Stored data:

↓↓↓

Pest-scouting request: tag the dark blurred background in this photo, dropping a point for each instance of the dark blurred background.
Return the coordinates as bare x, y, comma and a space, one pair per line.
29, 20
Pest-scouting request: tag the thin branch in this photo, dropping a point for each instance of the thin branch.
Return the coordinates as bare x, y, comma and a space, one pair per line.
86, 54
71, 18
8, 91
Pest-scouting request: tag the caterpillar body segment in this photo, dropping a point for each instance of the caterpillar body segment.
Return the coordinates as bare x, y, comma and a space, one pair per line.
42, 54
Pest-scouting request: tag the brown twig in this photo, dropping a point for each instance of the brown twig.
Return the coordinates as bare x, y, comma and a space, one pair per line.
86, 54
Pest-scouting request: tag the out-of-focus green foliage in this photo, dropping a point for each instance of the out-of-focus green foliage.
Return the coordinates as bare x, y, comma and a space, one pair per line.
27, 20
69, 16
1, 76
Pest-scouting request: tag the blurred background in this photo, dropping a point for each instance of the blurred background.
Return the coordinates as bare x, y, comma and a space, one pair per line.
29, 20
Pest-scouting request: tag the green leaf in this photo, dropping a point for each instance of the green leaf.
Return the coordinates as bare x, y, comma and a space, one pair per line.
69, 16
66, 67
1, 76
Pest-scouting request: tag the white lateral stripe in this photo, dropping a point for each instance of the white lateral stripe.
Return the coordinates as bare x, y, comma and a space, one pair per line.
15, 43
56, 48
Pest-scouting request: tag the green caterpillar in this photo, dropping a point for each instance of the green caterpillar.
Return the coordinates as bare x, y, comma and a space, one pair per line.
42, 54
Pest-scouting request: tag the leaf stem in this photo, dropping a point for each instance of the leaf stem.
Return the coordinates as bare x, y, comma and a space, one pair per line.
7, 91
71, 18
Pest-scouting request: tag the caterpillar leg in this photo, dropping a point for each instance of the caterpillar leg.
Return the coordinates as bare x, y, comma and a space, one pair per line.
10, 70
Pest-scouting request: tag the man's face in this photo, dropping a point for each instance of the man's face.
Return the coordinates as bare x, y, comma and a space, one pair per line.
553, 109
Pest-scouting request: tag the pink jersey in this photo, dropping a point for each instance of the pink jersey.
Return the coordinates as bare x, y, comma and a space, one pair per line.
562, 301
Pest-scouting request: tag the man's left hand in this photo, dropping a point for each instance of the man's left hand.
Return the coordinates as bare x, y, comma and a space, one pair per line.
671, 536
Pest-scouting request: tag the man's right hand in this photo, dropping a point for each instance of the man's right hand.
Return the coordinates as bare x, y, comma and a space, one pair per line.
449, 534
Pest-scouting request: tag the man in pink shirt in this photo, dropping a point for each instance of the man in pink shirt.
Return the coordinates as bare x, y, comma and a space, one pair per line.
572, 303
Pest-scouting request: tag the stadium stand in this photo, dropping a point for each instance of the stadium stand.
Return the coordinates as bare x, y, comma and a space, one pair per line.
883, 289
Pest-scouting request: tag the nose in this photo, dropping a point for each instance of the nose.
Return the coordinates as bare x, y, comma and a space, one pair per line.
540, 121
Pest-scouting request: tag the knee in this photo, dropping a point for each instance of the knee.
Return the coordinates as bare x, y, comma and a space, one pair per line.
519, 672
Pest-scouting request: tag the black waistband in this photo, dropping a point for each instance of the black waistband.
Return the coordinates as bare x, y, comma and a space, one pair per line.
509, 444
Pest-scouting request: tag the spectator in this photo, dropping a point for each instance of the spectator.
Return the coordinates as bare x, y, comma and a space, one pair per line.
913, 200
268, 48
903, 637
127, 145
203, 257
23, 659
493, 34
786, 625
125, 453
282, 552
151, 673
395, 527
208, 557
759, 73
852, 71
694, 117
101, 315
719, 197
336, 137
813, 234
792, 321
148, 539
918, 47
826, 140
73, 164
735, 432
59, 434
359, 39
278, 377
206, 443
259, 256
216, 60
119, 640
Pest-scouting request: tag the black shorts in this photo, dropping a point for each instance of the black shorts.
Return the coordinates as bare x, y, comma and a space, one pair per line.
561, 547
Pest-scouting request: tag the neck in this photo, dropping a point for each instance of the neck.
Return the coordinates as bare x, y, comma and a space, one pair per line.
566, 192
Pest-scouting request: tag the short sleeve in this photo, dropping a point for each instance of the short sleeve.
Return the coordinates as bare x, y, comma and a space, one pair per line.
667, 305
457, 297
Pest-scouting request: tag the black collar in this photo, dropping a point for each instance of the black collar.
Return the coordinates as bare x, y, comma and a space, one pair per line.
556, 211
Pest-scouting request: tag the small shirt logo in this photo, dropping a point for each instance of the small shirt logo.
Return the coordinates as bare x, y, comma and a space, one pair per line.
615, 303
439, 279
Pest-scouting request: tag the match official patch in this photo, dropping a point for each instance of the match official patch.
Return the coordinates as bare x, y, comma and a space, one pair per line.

↑↑↑

**Given exercise**
Copy out the lines from the line containing "Pest-scouting request: tag the short" to the end of the listing above, without alteration.

**Correct answer**
Pest-scouting request: tag the short sleeve in this photo, dropping a point for each instance of the short sleeve.
Return the coordinates as bare x, y, comma and a space, one pair per line.
667, 305
457, 297
Pest-scouting request: tag the black collar in this photo, dropping a point for each instance of the black collar.
Return the coordinates as bare x, y, comma and a space, one pair per line.
556, 211
Pest-scouting request: tag the small shirt logo in this photo, dropping a point for each instance of the small shirt logo.
Return the coordinates as bare x, y, comma and a space, one pair per line.
615, 303
439, 279
Pest-scouting request: tag the match official patch in this photo, dropping a point for each instance of the match official patch.
Return the coordinates as bare x, y, comma and a space, one pair per line.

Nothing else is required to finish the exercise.